* What is expected: Pick out and copy every line in the entries below that contains the string "optional". Treat the match as case-sensitive.

'''

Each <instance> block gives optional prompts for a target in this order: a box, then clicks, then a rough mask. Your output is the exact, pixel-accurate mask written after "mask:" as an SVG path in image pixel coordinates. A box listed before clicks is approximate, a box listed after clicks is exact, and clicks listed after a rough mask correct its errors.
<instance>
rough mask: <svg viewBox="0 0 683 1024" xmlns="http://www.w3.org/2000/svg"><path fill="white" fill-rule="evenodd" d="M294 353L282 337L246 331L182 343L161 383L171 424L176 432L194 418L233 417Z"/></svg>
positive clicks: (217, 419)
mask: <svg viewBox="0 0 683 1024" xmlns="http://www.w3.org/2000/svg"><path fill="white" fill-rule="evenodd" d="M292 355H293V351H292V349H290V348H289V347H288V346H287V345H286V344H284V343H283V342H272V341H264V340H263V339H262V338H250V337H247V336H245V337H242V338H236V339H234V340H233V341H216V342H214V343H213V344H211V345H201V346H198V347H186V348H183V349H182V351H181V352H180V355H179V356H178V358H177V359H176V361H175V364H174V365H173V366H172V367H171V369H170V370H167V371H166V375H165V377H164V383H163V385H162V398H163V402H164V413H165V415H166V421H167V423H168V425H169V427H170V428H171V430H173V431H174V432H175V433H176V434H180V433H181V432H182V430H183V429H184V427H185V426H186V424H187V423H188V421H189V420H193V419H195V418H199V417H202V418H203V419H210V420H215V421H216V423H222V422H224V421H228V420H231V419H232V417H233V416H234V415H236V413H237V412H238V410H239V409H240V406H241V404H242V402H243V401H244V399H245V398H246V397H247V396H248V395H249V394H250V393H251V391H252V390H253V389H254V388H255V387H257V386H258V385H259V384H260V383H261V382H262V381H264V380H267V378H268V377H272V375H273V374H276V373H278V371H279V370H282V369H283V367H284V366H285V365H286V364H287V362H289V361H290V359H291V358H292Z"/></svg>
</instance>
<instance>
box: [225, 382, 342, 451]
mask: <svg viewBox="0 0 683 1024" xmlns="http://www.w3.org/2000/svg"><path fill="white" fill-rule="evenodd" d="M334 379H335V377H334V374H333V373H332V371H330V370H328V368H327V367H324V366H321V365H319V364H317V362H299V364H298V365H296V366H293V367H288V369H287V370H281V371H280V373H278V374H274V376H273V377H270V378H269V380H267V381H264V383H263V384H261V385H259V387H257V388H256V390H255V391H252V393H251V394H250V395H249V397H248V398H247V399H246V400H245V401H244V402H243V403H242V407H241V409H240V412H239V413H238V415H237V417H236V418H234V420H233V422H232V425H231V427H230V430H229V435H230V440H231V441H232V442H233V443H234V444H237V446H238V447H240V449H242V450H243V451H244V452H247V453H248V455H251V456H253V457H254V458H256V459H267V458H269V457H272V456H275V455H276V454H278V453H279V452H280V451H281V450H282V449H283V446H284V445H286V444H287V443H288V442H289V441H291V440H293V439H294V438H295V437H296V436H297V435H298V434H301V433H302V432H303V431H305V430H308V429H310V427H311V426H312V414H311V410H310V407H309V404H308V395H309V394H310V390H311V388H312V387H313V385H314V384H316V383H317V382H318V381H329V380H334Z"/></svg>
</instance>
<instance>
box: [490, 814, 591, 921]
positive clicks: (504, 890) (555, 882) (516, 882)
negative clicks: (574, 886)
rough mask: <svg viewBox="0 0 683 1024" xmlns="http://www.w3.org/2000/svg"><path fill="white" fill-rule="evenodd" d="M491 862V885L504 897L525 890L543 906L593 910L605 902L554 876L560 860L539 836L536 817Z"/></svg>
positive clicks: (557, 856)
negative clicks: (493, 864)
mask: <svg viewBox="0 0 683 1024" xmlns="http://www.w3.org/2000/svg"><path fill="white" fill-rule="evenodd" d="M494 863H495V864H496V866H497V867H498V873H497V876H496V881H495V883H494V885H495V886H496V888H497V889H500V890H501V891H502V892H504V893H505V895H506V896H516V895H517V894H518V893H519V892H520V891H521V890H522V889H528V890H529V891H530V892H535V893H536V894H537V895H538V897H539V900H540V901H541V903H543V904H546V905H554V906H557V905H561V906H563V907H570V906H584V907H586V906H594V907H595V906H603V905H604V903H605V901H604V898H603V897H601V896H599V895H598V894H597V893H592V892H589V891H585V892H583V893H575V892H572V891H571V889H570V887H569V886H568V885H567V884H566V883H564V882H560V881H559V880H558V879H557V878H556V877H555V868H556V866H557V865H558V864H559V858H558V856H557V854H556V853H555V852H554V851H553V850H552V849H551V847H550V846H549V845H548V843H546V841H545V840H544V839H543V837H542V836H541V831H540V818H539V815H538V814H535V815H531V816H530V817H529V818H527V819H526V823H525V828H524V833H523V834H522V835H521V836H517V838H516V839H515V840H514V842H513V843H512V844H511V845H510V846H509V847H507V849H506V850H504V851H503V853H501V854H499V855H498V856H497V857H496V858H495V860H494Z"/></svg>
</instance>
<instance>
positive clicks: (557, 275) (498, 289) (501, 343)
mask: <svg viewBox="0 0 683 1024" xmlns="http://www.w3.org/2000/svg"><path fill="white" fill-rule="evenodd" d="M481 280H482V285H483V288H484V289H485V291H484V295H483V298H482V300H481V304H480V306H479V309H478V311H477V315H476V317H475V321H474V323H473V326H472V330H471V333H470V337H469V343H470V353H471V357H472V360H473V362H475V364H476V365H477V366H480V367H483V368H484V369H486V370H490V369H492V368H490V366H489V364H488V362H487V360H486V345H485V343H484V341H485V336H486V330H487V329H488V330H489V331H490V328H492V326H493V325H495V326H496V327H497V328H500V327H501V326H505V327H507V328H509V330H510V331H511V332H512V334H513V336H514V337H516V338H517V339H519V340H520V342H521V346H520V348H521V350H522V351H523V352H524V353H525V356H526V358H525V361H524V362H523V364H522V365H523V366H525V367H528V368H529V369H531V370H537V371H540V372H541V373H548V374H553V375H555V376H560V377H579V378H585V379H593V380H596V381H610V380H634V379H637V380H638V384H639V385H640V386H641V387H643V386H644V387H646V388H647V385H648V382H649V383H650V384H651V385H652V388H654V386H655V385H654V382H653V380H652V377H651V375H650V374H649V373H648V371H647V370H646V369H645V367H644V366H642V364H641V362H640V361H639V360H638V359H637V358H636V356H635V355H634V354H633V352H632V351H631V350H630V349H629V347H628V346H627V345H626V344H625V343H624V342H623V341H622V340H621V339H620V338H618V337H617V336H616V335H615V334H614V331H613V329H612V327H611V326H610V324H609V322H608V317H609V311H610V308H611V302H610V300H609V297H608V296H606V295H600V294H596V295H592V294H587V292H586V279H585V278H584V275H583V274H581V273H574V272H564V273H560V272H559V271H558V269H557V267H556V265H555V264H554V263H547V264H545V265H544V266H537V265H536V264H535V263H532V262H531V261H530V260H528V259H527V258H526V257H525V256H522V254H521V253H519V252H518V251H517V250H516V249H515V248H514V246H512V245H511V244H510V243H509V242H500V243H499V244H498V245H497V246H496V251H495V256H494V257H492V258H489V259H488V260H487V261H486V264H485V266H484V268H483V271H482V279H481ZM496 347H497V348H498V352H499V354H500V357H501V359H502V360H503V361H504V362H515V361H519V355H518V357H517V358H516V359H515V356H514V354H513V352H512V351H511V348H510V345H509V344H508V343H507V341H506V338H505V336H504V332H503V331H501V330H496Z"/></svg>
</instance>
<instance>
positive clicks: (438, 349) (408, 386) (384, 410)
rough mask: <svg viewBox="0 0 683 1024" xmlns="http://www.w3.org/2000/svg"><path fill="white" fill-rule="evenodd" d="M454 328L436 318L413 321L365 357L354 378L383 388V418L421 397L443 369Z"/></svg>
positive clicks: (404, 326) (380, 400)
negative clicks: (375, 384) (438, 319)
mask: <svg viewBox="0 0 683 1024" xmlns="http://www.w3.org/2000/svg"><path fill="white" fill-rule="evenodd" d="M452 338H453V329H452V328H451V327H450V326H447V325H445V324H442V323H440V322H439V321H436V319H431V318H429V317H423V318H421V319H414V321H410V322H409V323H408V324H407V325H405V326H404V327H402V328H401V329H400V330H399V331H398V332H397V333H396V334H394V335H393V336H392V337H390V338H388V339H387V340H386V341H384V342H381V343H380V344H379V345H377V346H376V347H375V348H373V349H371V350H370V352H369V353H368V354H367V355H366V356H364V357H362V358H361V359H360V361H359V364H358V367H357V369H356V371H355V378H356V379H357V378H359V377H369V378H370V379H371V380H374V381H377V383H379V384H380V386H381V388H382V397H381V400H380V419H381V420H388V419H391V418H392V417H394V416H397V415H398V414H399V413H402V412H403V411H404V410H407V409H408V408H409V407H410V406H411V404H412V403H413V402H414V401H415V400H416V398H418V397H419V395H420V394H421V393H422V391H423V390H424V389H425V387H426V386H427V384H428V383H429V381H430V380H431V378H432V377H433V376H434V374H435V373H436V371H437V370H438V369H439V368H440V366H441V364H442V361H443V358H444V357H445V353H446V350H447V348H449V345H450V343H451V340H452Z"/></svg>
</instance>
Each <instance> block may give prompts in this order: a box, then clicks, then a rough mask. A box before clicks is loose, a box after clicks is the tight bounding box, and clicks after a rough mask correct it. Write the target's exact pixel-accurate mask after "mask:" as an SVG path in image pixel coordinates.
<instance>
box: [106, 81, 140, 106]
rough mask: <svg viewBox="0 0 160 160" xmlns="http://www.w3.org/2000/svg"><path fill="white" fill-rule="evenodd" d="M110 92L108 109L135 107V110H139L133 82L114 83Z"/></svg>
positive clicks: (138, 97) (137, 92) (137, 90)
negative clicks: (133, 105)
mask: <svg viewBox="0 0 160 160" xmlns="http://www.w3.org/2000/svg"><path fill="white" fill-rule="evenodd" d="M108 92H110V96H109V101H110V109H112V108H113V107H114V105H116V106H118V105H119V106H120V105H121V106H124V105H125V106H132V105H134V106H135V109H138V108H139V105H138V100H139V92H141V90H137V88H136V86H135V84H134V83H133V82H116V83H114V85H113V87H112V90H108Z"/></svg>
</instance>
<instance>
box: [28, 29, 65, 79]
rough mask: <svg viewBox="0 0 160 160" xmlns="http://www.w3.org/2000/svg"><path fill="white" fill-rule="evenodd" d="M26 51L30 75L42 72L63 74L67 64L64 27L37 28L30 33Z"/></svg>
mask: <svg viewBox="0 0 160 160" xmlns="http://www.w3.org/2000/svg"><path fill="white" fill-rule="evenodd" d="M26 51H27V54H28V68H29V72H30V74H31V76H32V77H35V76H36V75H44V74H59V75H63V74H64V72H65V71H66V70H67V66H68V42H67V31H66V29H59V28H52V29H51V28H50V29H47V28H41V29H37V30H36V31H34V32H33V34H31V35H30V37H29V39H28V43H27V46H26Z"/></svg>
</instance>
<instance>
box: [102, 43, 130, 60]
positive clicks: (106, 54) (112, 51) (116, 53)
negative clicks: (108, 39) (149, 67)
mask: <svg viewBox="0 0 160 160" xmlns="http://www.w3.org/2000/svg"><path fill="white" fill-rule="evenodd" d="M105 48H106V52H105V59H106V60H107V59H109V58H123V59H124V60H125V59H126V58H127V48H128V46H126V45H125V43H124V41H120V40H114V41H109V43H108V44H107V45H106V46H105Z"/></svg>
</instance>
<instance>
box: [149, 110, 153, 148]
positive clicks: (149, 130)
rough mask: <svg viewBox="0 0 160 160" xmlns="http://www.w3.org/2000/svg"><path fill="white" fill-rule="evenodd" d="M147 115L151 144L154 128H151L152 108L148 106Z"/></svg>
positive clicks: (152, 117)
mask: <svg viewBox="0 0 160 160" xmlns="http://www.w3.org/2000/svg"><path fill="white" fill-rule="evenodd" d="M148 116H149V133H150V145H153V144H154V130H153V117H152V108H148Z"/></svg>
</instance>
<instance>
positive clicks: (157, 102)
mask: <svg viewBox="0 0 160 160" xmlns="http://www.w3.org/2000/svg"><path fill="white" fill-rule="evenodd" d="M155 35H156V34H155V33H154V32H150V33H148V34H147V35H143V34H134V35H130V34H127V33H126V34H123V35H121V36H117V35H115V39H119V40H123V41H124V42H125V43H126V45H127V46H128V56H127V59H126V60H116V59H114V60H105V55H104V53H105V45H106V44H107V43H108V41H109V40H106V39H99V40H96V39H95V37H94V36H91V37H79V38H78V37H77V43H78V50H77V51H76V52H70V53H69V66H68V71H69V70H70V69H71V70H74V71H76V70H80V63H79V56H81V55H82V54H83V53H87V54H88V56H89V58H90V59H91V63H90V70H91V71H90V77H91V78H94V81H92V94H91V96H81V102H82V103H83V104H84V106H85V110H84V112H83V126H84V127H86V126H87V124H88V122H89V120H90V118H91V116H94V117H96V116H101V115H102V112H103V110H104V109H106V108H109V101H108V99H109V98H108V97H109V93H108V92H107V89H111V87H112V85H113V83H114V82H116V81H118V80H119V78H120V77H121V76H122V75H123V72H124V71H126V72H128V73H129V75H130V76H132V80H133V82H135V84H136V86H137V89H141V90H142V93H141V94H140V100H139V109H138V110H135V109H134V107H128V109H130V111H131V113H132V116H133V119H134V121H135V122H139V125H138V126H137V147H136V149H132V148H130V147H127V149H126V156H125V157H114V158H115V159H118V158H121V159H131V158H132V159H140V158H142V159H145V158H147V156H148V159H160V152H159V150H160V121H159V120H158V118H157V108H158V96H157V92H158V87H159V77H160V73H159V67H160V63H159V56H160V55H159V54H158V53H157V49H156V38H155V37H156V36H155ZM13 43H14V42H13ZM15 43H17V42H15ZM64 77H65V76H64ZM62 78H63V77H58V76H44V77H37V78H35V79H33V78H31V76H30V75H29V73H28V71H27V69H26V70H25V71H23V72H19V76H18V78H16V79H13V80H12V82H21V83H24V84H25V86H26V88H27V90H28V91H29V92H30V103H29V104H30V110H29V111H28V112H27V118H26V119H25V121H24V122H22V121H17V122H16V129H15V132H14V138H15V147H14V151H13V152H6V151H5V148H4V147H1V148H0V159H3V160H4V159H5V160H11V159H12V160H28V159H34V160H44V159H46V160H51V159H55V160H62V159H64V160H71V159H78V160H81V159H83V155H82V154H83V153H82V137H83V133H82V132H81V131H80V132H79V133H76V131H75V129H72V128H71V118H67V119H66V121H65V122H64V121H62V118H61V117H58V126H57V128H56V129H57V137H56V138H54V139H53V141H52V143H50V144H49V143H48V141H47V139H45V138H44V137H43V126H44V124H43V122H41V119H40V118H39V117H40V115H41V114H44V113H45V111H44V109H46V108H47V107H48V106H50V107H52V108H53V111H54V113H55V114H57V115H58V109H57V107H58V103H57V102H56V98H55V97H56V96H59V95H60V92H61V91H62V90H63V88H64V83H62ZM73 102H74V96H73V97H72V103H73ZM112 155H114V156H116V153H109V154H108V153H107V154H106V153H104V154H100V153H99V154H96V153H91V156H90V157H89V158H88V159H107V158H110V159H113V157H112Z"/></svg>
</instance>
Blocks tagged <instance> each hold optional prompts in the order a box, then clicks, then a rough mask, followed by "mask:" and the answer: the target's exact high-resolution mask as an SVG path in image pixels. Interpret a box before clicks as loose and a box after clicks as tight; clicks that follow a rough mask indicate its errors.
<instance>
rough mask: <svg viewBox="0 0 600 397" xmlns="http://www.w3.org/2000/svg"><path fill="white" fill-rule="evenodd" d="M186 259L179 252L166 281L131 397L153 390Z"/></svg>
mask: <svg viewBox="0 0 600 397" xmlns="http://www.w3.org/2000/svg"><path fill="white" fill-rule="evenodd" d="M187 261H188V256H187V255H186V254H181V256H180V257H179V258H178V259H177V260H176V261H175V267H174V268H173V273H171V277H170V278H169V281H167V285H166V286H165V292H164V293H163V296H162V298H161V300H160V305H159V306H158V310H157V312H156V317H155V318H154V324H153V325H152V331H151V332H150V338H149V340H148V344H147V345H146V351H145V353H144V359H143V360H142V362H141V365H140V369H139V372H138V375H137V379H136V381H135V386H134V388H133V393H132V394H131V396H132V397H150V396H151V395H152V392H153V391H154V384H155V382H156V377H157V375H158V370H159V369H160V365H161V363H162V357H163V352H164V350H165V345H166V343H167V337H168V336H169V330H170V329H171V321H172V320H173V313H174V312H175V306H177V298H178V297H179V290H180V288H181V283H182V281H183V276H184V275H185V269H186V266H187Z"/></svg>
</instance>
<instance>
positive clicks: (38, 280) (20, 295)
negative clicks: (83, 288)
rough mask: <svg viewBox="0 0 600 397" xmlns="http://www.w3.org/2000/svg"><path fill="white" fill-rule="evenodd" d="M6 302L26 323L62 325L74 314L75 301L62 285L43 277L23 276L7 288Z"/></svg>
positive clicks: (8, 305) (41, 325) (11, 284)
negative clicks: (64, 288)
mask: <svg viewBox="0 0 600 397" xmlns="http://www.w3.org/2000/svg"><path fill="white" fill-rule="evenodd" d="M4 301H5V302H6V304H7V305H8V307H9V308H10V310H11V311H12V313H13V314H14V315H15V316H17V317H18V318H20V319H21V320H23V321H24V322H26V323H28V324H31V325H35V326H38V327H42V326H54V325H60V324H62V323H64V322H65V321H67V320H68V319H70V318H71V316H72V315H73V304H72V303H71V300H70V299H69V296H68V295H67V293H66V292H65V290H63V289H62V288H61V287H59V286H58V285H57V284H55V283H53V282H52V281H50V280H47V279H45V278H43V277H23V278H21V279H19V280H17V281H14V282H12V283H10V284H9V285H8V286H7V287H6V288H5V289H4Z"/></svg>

'''

* Answer to the exercise:
Each <instance> block gives optional prompts for a target in this order: a box, then clicks, then a rough mask. Your output is the exact, pixel-accurate mask written after "mask:" as an SVG path in image pixel coordinates. A box listed before clicks is approximate, a box listed after clicks is exact, and clicks listed after a rough mask correct its errors.
Blocks tagged <instance> each hold optional prompts in the order a box, then clicks, then a rough mask, followed by "mask:" and the answer: the target's exact high-resolution mask as an SVG path in image pixels. Interpret a box before clicks as loose and a box after clicks as tight; clicks that follow a rough mask indicate its errors.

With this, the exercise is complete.